**Texte à lire**
____
Auszug aus den Erwägungen:

                     Considérant en droit:

Erwägung 1

    1.- Les recourants, agissant en leur qualité d'héritiers de feu Emilie
Dimier, réclament à Staudhammer des dommages-intérêts pour le dommage
qu'il leur aurait causé dans l'exécution de sa mission d'exécuteur
testamentaire. Leur action se caractérise donc comme une action en
responsabilité des héritiers contre l'exécuteur testamentaire. Il s'agit de
déterminer en premier lieu si les recourants ont qualité pour intenter une
telle action et, en cas de réponse affirmative à cette première question,
si les conditions de l'action sont réalisées dans le cas concret.

    En principe, l'action en responsabilité contre l'exécuteur
testamentaire appartient aux héritiers et autres personnes gratifiées
par le de cujus (TUOR, Comm., n. 24 ad art. 518 CC; ESCHER, Comm., n. 14
ad art. 518 CC; LOB, Les pouvoirs de l'exécuteur testamentaire en droit
suisse, thèse Lausanne 1952, p. 123).
____
**Extrait des données**
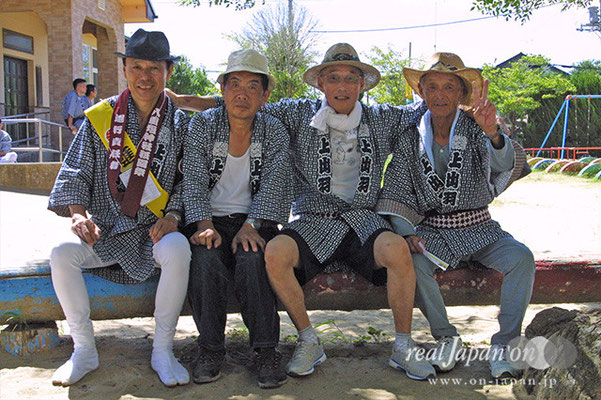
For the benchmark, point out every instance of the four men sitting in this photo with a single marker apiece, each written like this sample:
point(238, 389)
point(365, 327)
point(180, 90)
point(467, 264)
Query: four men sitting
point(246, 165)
____
**Tâche 1**
D'après le texte sur l'exécuteur testamentaire, à qui appartient en principe l'action en responsabilité contre l'exécuteur testamentaire ?
**Tâche 2**
Recopiez fidèlement le passage du texte sur l'exécuteur testamentaire qui va de "Auszug aus den" jusqu'à "le cas concret." inclus.
**Tâche 3**
Poursuivez, s'il vous plaît, le texte sur l'exécuteur testamentaire à partir de sa dernière phrase.

**Résultat 1**
Aux héritiers et autres personnes gratifiées par le de cujus.

**Résultat 2**
Auszug aus den Erwägungen:

                     Considérant en droit:

Erwägung 1

    1.- Les recourants, agissant en leur qualité d'héritiers de feu Emilie
Dimier, réclament à Staudhammer des dommages-intérêts pour le dommage
qu'il leur aurait causé dans l'exécution de sa mission d'exécuteur
testamentaire. Leur action se caractérise donc comme une action en
responsabilité des héritiers contre l'exécuteur testamentaire. Il s'agit de
déterminer en premier lieu si les recourants ont qualité pour intenter une
telle action et, en cas de réponse affirmative à cette première question,
si les conditions de l'action sont réalisées dans le cas concret.

**Résultat 3**
    Or, si Hulda Berchtold, Willi et Fritz Rothenanger sont sans aucun
doute les héritiers institués de feu Emilie Dimier et ont donc en principe
qualité pour agir, il n'en va pas de même de Werner Rothenanger. Ce
dernier, neveu de la défunte, n'a pas été institué héritier par sa
tante. Il ne participe à la succession que parce que chacun des trois
héritiers prénommés lui a cédé 1/16 de ses droits. Selon l'art. 635
al. 2 CC, il n'avait donc aucun droit d'intervenir au partage. La
cession d'une partie des droits successoraux de trois héritiers ne lui
confère pas un droit direct sur la succession, mais seulement un droit
personnel à la délivrance par l'héritier cédant des biens reçus en partage
(TUOR/PICENONI, n. 22-25 ad art. 635 CC; ESCHER, n. 18 ad art. 635 CC;
BECK, FJS 790 A ch. 2; RO 87 II 218, notamment p. 224 ss). Par voie de
conséquence, la cession partielle des parts successorales des trois autres
recourants ne pouvait pas lui conférer d'autres droits. Elle ne pouvait en
particulier pas lui attribuer la qualité d'héritier, qui est incessible
(RO 89 II 185; BECK, FJS 790 A ch. 1). Pour pouvoir agir personnellement
contre l'exécuteur testamentaire, Werner Rothenanger aurait dû se faire
céder expressément, conformément à l'art. 164 CO, les droits des autres
recourants contre l'exécuteur testamentaire. Rien dans le dossier ne permet
de dire qu'une telle cession existe. L'action de Werner Rothenanger doit
donc être en tout état de cause rejetée, faute de qualité pour agir.

    Quant à Fritz Rothenanger, s'il est bien héritier, il a, par l'acte
du 3 février 1970, donné son "accord irrévocable" à la vente de gré à gré
des actions et de la créance chirographaire aux conditions auxquelles cette
vente a été effectivement faite. Certes, il s'est par la suite opposé à la
vente, mais l'engagement irrévocable qu'il avait pris en toute connaissance
de cause continuait à le lier, si bien que ce changement d'attitude était
inopérant. Dès lors, conformément à la doctrine (TUOR, n. 1 i.f. et 24 ad
art. 518 CC; ESCHER, n. 14 ad art. 518 CC) et comme l'a relevé la cour
cantonale, ayant consenti irrévocablement à la vente, Fritz Rothenanger
a perdu le droit de se plaindre à ce sujet. Cet accord exclut le principe
même d'une responsabilité de l'exécuteur testamentaire à son égard.

    En conséquence, les actions de Werner et Fritz Rothenanger doivent
en tout état de cause et sans plus ample examen être rejetées.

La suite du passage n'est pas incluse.